» **AIM 1**
Please reproduce the passage about French school life and island hiking word for word, starting with "Wednesday, February 24, 2010" and going on through "will to walk.".

» **SELECTED EXCERPT**
·····

It all came down to a few things, that made the systems different in a way that the students and I had different perspectives: In the US we get 40 minutes or so for lunch time, and in France, it's at least an hour and a half! I asked the students, which would you prefer, a shorter lunch break so you can go home sooner, or a longer one that makes you stay at school until later? They all agreed they would rather have a longer day at school than give up that precious hour and a half they have with their friends.

Next were the foreign languages. Most of them took at least two languages, sometimes three. All of them had started learning a foreign language at the age of 11, if not sooner. When I told them that some of my friends didn't even take a foreign language in school because it wasn't required, their eyes popped, and their mouths opened wide. They couldn't believe it. American students don't learn languages until high school, and even then, only one? How could that be? I think we all agreed that it was fun to learn languages....well, most of us did.

Finally, and interestingly enough, the students had all of their classes with the same group of kids. I guess that's similar to what we had in middle school, but I can't imagine how different it must be to spend your entire day with the same 25 odd students, all year long. I asked one girl how she felt about this, and her response was, "I like it. We feel more unified, as a group." Fair enough.

I guess there are some things that I may never understand, but I can definitely appreciate. One thing is for certain: these kids could be in any high school in the US, with their sense of humor and comic timing. I laughed so hard while my students were role playing a fight between Sarkozy and Obama, as Mickey Mouse tried to intervene to calm them all down. Some days are just crazy like that, where you couldn't get them to stop speaking English if you tried. I just go with the flow.

Wednesday, February 24, 2010

on foot


As I have said way too many times, there are too many things to do on this island. If you are an adventurer and somewhat creative, you find that there is just not enough time in the week to do everything you want to do. Worse, if you become passionate about one hobby (such as surfing, or salsa, for example), you find yourself realizing you can do that ALL the time. This can definitely be said for any person that has access to a vehicle, sturdy shoes, and a will to walk.

A few friends of mine have almost what we could call an obsession with exercise. Every minute it seems like they are either swimming, running, biking, and of course hiking. I only went with them once, but they take their sports seriously, including hiking. As they hiked up and down each hill, I panted behind with the others, wondering when the uphill bits would end, as we sweated out of every pore. They're the kind of hikers who always want more. The cool part is, there are so many "randonees" on this island, even if they were able to finish them all, by the time they got back to doing round two, everything would have changed. There are so many that when you look at the books of hikes on the island, you can't decide which one to do first.

There seems to be many challenges in hiking during the summer season however. In mid February you risk bad weather. Not only might it be sweltering hot, but the sun could burn you to a crisp. Worse, and more usual is when you hike in the mountains if you don't wake up and go before 6 AM you're more likely to miss out on the spectacular views and end up with your heads up in the clouds....that is in the literal sense of course, with fog hiding everything from sight by 9 in the morning. More than likely, also it seems, is that you end up with rain, especially when you're away from the dry West coast. While it may be sunny one second, the next it will be pouring down, and you end up walking in the mushy mud, trying not to have an embarrassing slip while someone is looking.

·····

» **MATERIAL FOR THE TASK**
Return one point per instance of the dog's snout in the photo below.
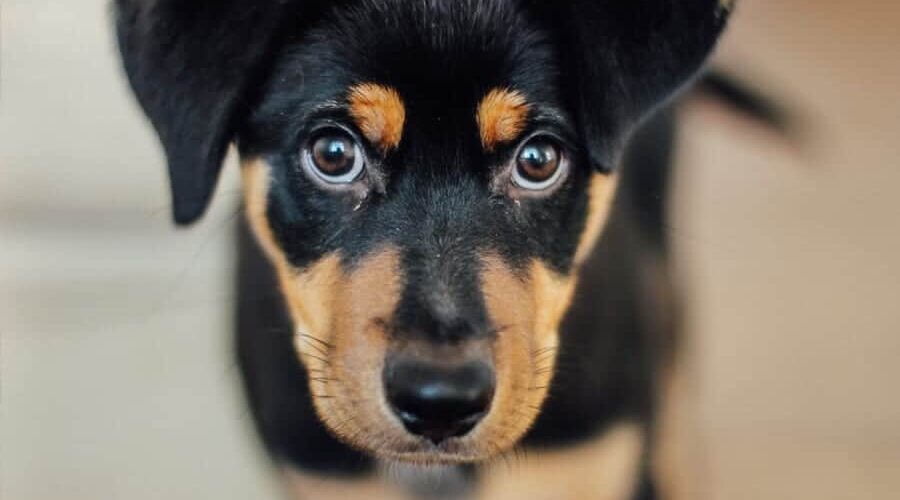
(436, 401)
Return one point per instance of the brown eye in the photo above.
(334, 157)
(538, 164)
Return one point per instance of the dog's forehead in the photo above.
(438, 55)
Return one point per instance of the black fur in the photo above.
(265, 74)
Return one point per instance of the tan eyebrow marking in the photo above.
(501, 116)
(379, 113)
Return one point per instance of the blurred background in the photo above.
(117, 379)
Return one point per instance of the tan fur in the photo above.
(379, 113)
(501, 117)
(601, 192)
(604, 469)
(333, 312)
(527, 311)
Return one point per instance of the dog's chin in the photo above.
(421, 452)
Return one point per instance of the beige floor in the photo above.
(117, 381)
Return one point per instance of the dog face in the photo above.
(425, 178)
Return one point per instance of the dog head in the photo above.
(425, 177)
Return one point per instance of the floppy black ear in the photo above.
(191, 64)
(626, 57)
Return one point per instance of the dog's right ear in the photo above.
(192, 64)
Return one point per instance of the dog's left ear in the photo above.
(624, 58)
(192, 64)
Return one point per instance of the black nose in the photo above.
(438, 402)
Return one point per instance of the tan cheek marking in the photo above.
(501, 117)
(379, 113)
(601, 193)
(309, 294)
(367, 298)
(528, 312)
(511, 307)
(605, 469)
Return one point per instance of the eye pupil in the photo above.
(537, 161)
(333, 155)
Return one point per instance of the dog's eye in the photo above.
(334, 156)
(538, 164)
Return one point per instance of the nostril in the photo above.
(439, 402)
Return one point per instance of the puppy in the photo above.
(438, 279)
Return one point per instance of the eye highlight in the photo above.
(334, 156)
(539, 163)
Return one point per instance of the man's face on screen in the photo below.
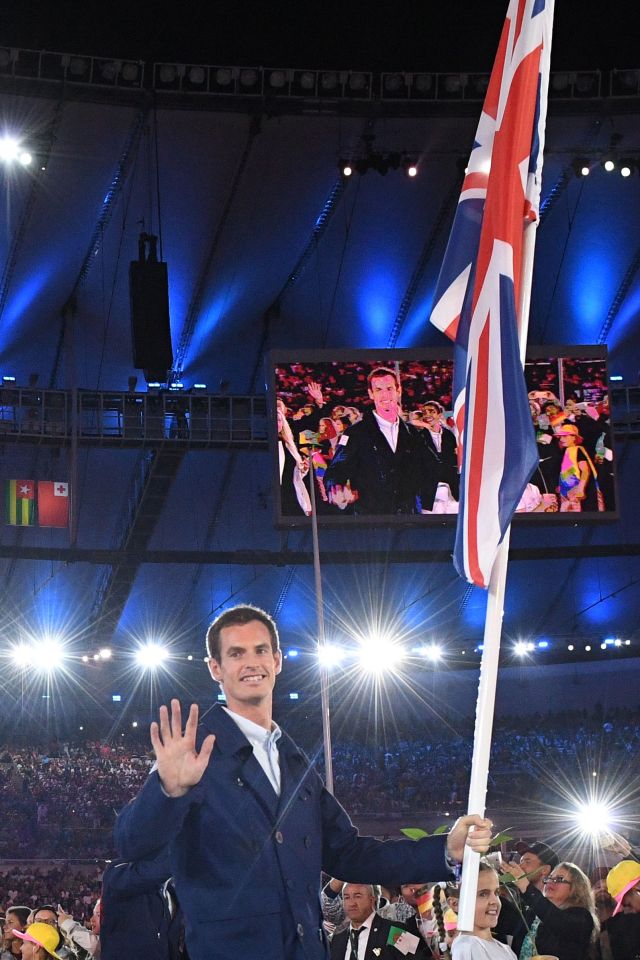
(385, 393)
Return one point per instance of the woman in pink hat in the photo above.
(577, 485)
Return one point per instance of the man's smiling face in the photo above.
(248, 665)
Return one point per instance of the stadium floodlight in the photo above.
(151, 655)
(22, 655)
(47, 654)
(593, 818)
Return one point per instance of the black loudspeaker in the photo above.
(150, 328)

·····

» **AIM 2**
In the rows, starting with the line with "Return one point per instance of the man's face" and going on through the last row, switch "stadium floodlight" to "stadium lamp" and give those lines again with everything else unchanged. Leave the pictures out of your answer.

» **WORKED SOLUTION 1**
Wednesday, February 24, 2010

on foot


As I have said way too many times, there are too many things to do on this island. If you are an adventurer and somewhat creative, you find that there is just not enough time in the week to do everything you want to do. Worse, if you become passionate about one hobby (such as surfing, or salsa, for example), you find yourself realizing you can do that ALL the time. This can definitely be said for any person that has access to a vehicle, sturdy shoes, and a will to walk.

» **WORKED SOLUTION 2**
Return one point per instance of the man's face on screen in the photo below.
(385, 393)
Return one point per instance of the woman in pink hat in the photo above.
(577, 485)
Return one point per instance of the man's smiling face in the photo above.
(248, 665)
Return one point per instance of the stadium lamp in the photo above.
(151, 655)
(22, 655)
(47, 654)
(593, 818)
Return one point per instance of the black loudspeaker in the photo above.
(150, 328)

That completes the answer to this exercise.